=== Material supplied ===
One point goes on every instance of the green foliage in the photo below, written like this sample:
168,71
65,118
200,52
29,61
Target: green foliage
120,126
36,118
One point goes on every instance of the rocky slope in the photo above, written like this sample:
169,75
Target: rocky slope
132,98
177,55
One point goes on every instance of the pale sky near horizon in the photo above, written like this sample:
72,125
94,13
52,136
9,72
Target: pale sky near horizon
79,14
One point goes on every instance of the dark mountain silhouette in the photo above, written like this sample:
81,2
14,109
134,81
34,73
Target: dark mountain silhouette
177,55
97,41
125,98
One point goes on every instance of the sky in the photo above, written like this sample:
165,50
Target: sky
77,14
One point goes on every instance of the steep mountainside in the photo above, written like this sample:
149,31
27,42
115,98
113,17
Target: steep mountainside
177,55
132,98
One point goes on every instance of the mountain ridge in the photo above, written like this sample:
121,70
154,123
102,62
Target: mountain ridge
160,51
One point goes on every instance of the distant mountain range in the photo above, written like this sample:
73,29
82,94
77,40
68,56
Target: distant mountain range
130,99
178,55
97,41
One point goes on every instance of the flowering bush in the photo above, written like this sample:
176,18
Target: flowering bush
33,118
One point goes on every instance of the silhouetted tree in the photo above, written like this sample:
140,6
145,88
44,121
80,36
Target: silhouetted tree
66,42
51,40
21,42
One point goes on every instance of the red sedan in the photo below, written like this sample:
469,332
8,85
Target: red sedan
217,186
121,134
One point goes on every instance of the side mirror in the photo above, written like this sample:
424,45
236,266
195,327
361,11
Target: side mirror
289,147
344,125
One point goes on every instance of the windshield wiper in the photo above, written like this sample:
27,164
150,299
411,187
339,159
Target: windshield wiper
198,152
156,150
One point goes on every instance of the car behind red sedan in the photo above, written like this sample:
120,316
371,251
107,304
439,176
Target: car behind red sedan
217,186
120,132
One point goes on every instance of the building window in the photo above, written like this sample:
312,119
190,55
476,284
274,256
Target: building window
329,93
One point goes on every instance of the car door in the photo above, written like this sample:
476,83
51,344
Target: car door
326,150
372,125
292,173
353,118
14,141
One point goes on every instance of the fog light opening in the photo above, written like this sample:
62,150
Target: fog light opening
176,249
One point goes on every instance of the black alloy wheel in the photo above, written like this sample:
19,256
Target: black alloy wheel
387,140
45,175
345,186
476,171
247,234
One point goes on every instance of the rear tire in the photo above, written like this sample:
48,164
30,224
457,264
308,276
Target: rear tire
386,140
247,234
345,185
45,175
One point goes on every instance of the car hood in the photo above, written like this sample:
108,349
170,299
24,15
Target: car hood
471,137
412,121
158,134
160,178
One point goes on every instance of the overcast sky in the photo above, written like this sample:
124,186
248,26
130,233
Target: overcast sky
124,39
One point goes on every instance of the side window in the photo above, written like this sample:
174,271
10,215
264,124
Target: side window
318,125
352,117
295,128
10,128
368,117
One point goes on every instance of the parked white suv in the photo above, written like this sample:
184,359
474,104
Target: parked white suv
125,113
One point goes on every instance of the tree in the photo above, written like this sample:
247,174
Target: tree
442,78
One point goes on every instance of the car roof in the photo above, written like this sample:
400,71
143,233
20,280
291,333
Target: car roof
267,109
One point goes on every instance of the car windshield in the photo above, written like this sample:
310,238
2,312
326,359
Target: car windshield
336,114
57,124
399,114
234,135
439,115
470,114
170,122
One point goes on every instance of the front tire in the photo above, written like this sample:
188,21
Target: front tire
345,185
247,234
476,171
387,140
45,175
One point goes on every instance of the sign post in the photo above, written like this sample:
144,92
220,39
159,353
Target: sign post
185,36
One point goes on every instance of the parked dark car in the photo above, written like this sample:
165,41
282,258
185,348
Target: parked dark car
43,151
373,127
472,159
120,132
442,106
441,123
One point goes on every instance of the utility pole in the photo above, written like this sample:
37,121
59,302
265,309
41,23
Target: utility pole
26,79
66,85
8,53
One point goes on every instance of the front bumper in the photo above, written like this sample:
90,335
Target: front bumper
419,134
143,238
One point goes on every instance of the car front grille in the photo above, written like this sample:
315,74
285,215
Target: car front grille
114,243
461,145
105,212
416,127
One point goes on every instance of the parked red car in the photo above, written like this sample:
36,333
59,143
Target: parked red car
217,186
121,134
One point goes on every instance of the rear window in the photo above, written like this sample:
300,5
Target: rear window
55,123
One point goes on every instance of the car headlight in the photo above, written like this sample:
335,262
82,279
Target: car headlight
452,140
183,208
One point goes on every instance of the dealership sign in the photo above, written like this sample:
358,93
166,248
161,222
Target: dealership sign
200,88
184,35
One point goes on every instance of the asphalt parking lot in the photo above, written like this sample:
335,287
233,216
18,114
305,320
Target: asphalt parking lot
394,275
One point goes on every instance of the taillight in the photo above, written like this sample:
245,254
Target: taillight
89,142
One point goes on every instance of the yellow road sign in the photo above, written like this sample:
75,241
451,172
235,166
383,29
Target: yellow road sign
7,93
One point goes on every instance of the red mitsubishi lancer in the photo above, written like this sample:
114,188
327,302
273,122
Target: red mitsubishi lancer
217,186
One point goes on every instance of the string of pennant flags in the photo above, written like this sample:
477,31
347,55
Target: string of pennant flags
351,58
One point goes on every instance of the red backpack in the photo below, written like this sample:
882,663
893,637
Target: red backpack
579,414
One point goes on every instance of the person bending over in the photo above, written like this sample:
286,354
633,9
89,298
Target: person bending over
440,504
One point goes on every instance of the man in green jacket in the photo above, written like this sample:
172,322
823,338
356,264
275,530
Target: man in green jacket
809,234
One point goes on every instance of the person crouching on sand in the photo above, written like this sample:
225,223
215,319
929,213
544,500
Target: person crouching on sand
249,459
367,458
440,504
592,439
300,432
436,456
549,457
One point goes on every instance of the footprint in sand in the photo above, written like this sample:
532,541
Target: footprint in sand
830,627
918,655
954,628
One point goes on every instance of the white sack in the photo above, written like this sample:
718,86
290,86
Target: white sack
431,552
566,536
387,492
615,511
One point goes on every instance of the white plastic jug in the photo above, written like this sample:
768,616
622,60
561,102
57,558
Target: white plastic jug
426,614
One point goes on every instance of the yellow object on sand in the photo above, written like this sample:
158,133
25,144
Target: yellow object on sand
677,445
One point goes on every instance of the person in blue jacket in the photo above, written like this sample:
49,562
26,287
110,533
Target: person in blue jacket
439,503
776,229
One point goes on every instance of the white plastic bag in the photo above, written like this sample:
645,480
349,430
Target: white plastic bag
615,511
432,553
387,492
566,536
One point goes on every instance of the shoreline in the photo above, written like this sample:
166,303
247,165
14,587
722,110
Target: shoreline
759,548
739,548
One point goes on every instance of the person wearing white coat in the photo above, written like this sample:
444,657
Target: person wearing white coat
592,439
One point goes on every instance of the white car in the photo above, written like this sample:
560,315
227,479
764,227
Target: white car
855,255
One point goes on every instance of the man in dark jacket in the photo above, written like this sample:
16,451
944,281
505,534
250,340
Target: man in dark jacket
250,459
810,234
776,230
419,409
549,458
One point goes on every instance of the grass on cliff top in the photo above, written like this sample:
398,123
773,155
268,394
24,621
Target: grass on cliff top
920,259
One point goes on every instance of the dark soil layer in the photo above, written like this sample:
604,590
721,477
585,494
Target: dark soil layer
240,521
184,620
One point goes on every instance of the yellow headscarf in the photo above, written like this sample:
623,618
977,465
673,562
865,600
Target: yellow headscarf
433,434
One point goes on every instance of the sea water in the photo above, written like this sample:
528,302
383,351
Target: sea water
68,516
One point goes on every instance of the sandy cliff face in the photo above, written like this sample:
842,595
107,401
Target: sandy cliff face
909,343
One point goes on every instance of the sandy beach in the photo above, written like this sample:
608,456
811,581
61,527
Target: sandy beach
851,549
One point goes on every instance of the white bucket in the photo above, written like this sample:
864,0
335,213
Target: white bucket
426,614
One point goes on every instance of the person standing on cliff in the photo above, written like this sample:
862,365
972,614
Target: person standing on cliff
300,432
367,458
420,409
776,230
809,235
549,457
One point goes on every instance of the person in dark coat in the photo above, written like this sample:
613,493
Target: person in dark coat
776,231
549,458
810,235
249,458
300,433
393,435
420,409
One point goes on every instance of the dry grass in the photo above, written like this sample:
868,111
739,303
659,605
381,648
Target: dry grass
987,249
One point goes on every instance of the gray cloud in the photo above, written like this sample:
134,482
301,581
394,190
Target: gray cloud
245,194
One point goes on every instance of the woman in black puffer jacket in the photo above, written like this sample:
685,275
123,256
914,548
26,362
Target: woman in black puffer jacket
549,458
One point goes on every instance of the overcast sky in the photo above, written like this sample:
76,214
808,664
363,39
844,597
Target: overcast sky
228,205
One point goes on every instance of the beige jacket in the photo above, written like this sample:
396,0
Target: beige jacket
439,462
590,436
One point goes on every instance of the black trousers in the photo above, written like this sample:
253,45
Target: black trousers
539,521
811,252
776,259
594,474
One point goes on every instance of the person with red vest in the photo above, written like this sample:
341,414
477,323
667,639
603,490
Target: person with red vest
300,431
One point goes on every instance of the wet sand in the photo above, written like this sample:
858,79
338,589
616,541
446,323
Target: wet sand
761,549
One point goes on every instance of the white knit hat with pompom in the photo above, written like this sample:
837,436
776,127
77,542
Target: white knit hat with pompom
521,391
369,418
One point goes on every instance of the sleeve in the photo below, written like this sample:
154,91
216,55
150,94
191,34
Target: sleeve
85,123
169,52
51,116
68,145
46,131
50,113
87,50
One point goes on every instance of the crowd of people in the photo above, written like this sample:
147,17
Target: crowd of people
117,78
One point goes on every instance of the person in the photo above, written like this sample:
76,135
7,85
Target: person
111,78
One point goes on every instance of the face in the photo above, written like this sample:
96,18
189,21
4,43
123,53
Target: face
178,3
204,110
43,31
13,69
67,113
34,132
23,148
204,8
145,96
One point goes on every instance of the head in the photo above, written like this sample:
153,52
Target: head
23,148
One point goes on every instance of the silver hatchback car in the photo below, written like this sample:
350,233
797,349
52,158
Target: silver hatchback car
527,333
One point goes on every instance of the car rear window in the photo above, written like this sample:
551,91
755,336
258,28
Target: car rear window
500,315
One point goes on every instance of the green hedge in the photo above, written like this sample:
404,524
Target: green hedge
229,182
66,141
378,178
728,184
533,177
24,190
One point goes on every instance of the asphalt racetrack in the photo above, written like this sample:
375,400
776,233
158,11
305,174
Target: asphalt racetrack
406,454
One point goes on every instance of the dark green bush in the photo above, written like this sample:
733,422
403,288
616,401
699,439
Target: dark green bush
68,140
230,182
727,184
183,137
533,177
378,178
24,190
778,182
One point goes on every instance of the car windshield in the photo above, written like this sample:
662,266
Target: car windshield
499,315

=== Task to carry out ===
Find every line in the records above that contains the word "below", and copy each one.

=== Solution for this problem ===
One point goes on every instance of the green foliage in the photo below, written like this sample:
One point goes on every instance of the red sedan in the photo below, written like this sample:
One point goes on every instance of the red backpack in the photo below, written like this sample:
One point goes on every instance of the sleeve in the photo below, written like this sample:
One point goes on every instance of the silver hatchback car in the photo below, written like this sample:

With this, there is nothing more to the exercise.